*Excerpted data:*
______
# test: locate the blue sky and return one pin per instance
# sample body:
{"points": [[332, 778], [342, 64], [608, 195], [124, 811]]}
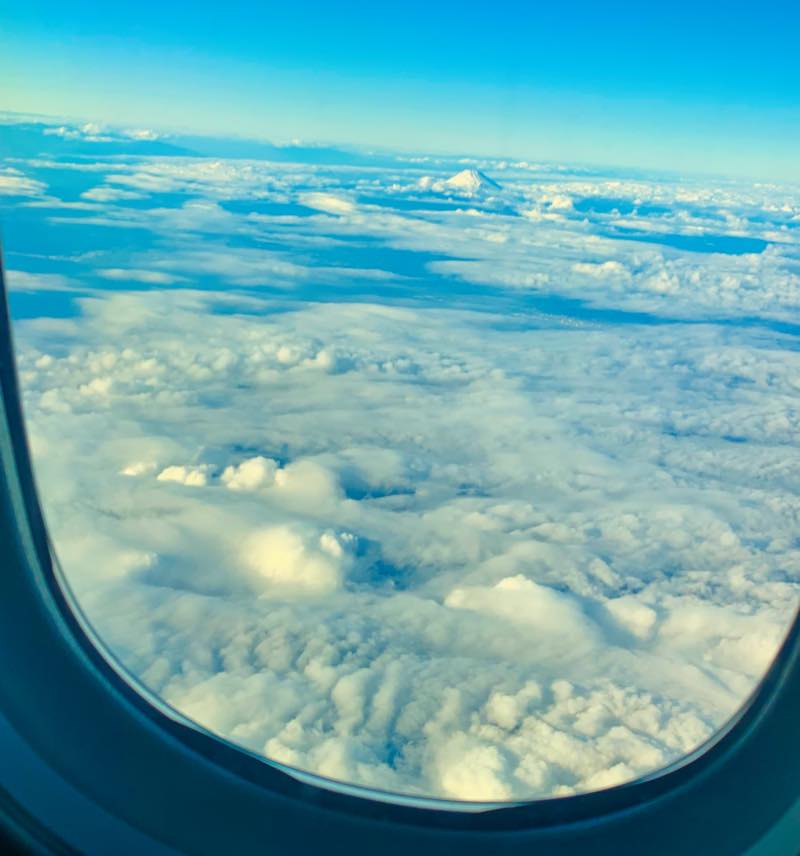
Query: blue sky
{"points": [[691, 86]]}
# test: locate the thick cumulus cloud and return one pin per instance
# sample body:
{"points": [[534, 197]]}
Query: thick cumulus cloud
{"points": [[436, 538]]}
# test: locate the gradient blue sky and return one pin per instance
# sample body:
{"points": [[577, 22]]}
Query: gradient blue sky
{"points": [[711, 87]]}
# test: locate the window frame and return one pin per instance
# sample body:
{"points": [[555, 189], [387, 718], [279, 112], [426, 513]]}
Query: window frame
{"points": [[157, 782]]}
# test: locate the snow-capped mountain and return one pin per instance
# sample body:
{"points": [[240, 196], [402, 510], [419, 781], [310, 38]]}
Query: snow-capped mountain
{"points": [[468, 182]]}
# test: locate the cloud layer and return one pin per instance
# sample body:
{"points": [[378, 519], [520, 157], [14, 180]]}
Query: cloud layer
{"points": [[480, 498]]}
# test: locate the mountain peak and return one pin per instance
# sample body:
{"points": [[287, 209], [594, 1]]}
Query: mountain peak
{"points": [[470, 181]]}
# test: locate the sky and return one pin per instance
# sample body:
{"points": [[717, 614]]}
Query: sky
{"points": [[452, 486], [700, 87]]}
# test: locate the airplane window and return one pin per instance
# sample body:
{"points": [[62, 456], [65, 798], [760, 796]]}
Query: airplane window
{"points": [[445, 466]]}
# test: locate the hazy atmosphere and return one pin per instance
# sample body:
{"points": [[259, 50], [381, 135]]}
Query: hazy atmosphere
{"points": [[462, 478]]}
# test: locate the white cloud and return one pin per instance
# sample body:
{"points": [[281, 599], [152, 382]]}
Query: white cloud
{"points": [[191, 476], [328, 203], [19, 280], [15, 183], [149, 277], [105, 193], [446, 543]]}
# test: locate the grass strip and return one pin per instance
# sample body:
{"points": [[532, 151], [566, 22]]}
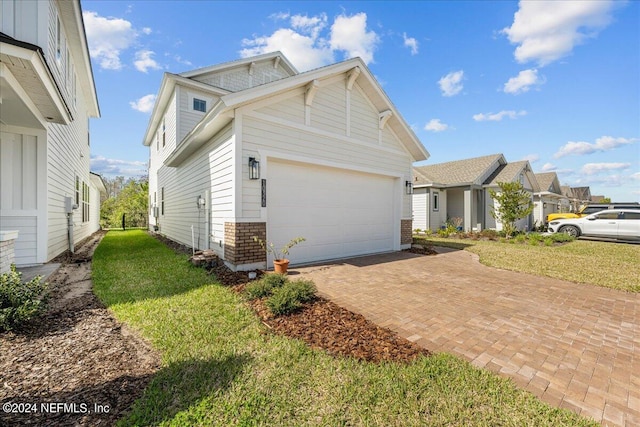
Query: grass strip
{"points": [[605, 264], [221, 368]]}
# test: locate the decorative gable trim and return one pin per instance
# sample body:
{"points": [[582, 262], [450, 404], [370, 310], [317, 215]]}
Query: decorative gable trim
{"points": [[352, 76], [384, 117]]}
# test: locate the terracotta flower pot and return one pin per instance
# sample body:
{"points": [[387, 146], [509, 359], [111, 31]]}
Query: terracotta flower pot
{"points": [[280, 265]]}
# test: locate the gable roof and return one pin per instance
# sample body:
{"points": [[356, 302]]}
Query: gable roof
{"points": [[223, 111], [458, 172], [511, 173], [275, 56], [547, 181]]}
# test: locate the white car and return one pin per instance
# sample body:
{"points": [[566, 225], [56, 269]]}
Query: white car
{"points": [[620, 224]]}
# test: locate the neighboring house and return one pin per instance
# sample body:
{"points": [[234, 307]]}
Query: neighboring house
{"points": [[254, 148], [47, 97], [576, 196], [453, 190], [460, 189], [549, 199], [511, 172]]}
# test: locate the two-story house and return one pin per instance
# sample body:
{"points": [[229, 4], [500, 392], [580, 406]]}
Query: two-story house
{"points": [[47, 96], [255, 148]]}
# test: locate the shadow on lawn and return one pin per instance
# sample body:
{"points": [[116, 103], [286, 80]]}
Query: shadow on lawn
{"points": [[182, 385]]}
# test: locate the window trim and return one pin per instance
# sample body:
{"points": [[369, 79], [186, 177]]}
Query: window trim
{"points": [[201, 102]]}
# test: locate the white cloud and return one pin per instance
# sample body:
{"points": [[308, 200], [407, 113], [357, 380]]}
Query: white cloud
{"points": [[301, 50], [411, 43], [311, 26], [604, 143], [435, 125], [496, 117], [451, 84], [107, 38], [596, 168], [116, 167], [523, 82], [144, 61], [546, 31], [144, 104], [349, 34], [306, 43]]}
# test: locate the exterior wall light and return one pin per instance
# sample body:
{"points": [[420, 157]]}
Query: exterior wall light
{"points": [[408, 187], [254, 168]]}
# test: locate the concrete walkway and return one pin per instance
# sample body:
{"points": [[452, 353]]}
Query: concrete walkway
{"points": [[574, 346]]}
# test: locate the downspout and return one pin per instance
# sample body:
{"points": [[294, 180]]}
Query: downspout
{"points": [[70, 230]]}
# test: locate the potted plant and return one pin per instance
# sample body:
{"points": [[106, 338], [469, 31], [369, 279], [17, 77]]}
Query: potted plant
{"points": [[280, 261]]}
______
*Set exercise:* Reproduce all of the records above, replacing each occurrence of "one pin per instance" with "one point per instance" and leaving everything else unchanged. Omit the pictures from your answer.

*Task response:*
# test: locate the blue sky and return one point per instance
# sample body:
{"points": [[332, 778], [342, 64], [608, 195], [124, 811]]}
Query: blue sky
{"points": [[691, 86]]}
# test: locate the thick cumulus cloud and return one point per instance
# sample body:
{"points": [[534, 197]]}
Query: thick cumulus cloud
{"points": [[436, 538]]}
# test: locate the gradient blue sky and return one point per instance
# sample body:
{"points": [[577, 22]]}
Query: gradient blue sky
{"points": [[711, 87]]}
# test: locate the window frame and return one point per instance
# sample body:
{"points": [[555, 189], [387, 718], [279, 112], [426, 513]]}
Query: window frame
{"points": [[157, 782]]}
# test: locate the snow-capped mountain and return one point per instance
# sample body:
{"points": [[240, 196], [402, 510], [419, 781], [310, 38]]}
Query: snow-capped mountain
{"points": [[468, 182]]}
# test: locate the cloud layer and return one point per instance
# sample body:
{"points": [[378, 519], [520, 157], [14, 180]]}
Query: cloud layer
{"points": [[480, 498]]}
# test: locate the mountain peak and return one point per instance
# sample body:
{"points": [[287, 209], [594, 1]]}
Query: mountain peak
{"points": [[470, 181]]}
# test: locate the sky and return one point per instance
# sample body:
{"points": [[717, 614]]}
Query: sky
{"points": [[452, 486], [700, 87]]}
# test: locate the airplane window and return one point per instance
# sample body:
{"points": [[62, 456], [65, 798], [760, 796]]}
Query: airplane window
{"points": [[445, 466]]}
# test: locate the hazy atmosphere and return one point per instance
# sample body:
{"points": [[259, 50], [381, 135]]}
Query: hazy atmosphere
{"points": [[462, 478]]}
# test: locate the white cloud and return one point per instance
# sample body:
{"points": [[281, 599], [152, 382]]}
Query: white cloud
{"points": [[191, 476], [328, 203], [19, 280], [15, 183], [149, 277], [105, 193], [446, 543]]}
# test: locate the grass strip and return one point per instance
# sample body:
{"points": [[532, 151], [566, 22]]}
Query: grass strip
{"points": [[605, 264], [221, 368]]}
# test: locate the decorative gable trim and return one point per instance
# sample body:
{"points": [[582, 262], [450, 404], [370, 310], [317, 215]]}
Query: decorative gable trim
{"points": [[352, 76], [384, 117]]}
# test: locate the terracotta flower pot and return one point per instance
# sample body:
{"points": [[387, 146], [509, 359], [111, 31]]}
Query: terracotta flower pot
{"points": [[280, 265]]}
# test: locate the gable roof and return one point per instance
# sample body:
{"points": [[356, 302]]}
Query: gable roof
{"points": [[223, 111], [458, 172], [511, 173], [275, 56], [547, 181]]}
# test: locate the white car and return one point per instance
# sample body:
{"points": [[566, 225], [56, 269]]}
Query: white car
{"points": [[620, 224]]}
# test: locate the neighboring house and return one point per instance
# sample body:
{"points": [[234, 307]]}
Query: neighboring house
{"points": [[254, 148], [47, 97], [576, 196], [453, 190], [460, 189], [549, 199], [511, 172]]}
# test: locate the two-story house and return one point per instance
# sample body:
{"points": [[229, 4], [500, 392], [580, 406]]}
Query: two-story house
{"points": [[47, 96], [255, 148]]}
# test: locate the shadow on lawn and return one point per instance
# sample body:
{"points": [[116, 103], [286, 80]]}
Query: shadow on lawn
{"points": [[182, 385]]}
# test: locate the window trim and return one point per instance
# sample body:
{"points": [[369, 79], [186, 177]]}
Query: window trim
{"points": [[201, 102]]}
# test: locate the white cloud and return one point per instance
# sample body:
{"points": [[308, 200], [407, 113], [357, 380]]}
Query: white cloud
{"points": [[301, 50], [411, 43], [311, 26], [604, 143], [435, 125], [496, 117], [451, 84], [107, 38], [596, 168], [116, 167], [523, 82], [144, 61], [546, 31], [144, 104], [349, 34], [306, 43]]}
# test: locate the exterior wall light and return one point per instance
# sample body:
{"points": [[420, 157]]}
Query: exterior wall light
{"points": [[408, 187], [254, 168]]}
# test: locate the concrete walkway and return one point per instance
# sample body:
{"points": [[452, 353]]}
Query: concrete walkway
{"points": [[574, 346]]}
# test: locate the downspout and return one point per instance
# sample body:
{"points": [[294, 180]]}
Query: downspout
{"points": [[70, 230]]}
# test: locate the potted plant and return one point per instance
# sample body:
{"points": [[106, 338], [469, 31], [369, 279], [17, 77]]}
Query: potted plant
{"points": [[280, 261]]}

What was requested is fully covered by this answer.